(Records from a dataset)
┏━━

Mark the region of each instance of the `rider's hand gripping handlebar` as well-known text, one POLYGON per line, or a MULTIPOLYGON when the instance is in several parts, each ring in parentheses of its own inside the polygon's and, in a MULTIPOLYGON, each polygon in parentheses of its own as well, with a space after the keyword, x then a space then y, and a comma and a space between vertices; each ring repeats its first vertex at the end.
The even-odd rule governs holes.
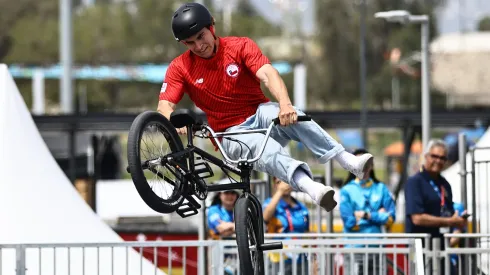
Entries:
MULTIPOLYGON (((300 121, 310 121, 311 120, 311 117, 310 116, 298 116, 298 122, 300 121)), ((281 121, 279 120, 279 117, 276 117, 272 120, 272 123, 274 123, 274 125, 277 125, 279 123, 281 123, 281 121)))

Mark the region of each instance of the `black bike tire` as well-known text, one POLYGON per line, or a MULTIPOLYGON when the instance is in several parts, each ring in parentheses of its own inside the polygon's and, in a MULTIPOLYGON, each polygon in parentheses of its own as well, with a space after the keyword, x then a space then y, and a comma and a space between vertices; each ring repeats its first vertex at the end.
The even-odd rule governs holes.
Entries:
POLYGON ((240 260, 240 273, 264 275, 264 254, 262 251, 257 253, 257 270, 254 270, 254 263, 250 256, 249 237, 248 234, 254 234, 257 244, 261 245, 264 242, 263 236, 260 236, 258 223, 261 222, 257 217, 257 211, 254 204, 245 196, 238 198, 235 209, 235 233, 238 246, 238 258, 240 260), (250 223, 248 220, 250 219, 250 223), (251 225, 252 232, 249 232, 251 225))
MULTIPOLYGON (((176 187, 177 191, 168 199, 162 199, 157 196, 148 184, 141 168, 140 139, 145 127, 151 123, 159 124, 163 131, 168 134, 170 150, 172 152, 184 150, 182 141, 170 121, 158 112, 146 111, 135 118, 129 130, 127 144, 128 167, 136 190, 143 201, 154 211, 168 214, 177 210, 183 203, 183 192, 186 182, 184 181, 178 184, 176 187)), ((187 162, 181 163, 181 166, 187 168, 187 162)), ((178 173, 178 171, 176 172, 178 173)))

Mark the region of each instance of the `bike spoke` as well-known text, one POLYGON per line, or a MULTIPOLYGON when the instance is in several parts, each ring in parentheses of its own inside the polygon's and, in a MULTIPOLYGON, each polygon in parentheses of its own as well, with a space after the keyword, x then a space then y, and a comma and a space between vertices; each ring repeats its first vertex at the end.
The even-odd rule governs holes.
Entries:
POLYGON ((160 127, 149 125, 143 131, 140 144, 141 158, 146 160, 142 168, 153 175, 145 174, 150 188, 162 199, 172 197, 180 180, 172 167, 162 166, 162 157, 170 153, 167 137, 160 127))

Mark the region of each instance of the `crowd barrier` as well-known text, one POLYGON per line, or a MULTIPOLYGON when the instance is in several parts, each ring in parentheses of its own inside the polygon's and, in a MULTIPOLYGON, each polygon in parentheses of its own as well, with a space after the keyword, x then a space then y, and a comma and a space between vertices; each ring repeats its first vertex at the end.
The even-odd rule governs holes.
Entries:
MULTIPOLYGON (((490 234, 266 234, 265 274, 489 274, 490 234), (460 245, 450 246, 458 238, 460 245), (441 245, 446 247, 441 249, 441 245), (288 273, 289 271, 289 273, 288 273)), ((0 245, 2 275, 240 274, 235 240, 0 245), (198 259, 197 249, 207 250, 198 259), (198 268, 203 260, 205 268, 198 268)))

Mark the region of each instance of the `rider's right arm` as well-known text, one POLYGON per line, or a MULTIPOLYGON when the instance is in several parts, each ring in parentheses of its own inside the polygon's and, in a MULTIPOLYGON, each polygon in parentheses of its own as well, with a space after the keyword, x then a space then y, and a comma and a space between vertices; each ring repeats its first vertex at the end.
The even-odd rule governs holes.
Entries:
POLYGON ((175 105, 184 96, 185 78, 178 61, 170 63, 165 73, 162 87, 160 89, 158 112, 170 119, 170 114, 174 111, 175 105))
POLYGON ((158 101, 158 108, 157 111, 165 116, 168 120, 170 120, 170 114, 175 110, 175 104, 167 101, 167 100, 160 100, 158 101))

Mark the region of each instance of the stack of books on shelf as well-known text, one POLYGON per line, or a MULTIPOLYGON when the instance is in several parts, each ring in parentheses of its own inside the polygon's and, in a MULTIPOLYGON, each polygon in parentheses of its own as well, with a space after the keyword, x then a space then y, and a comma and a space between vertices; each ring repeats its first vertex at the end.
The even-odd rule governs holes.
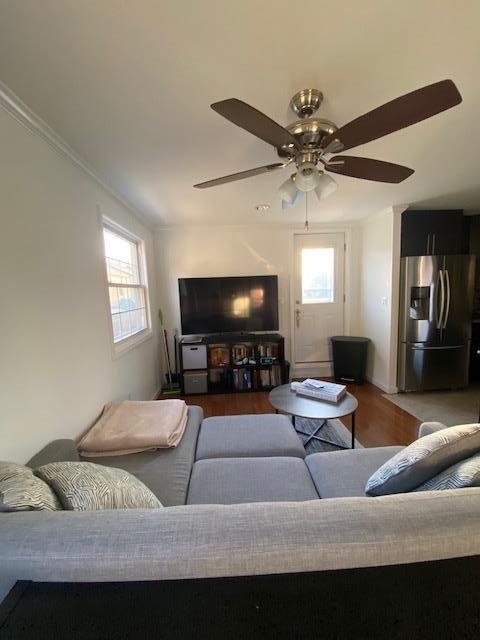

┗━━

Quote, word for word and nothing more, every line from the line with "Mark the region of each instance of the stack" to the end of the entries, including both ends; skip any pictures.

Mark the region of each instance of the stack of books on shelf as well-known text, one POLYGON per line, or a MULTIPOLYGON when the instance is in several parts, each ring in parentheses of its own inside the polygon's and, in a MULTIPOLYGON, each polygon in parentheses of its own as well, with a space after the keyword, x then a space then y, and a comma and a space between vertices; each ring repeats its first vertex at the end.
The even-odd rule governs holes.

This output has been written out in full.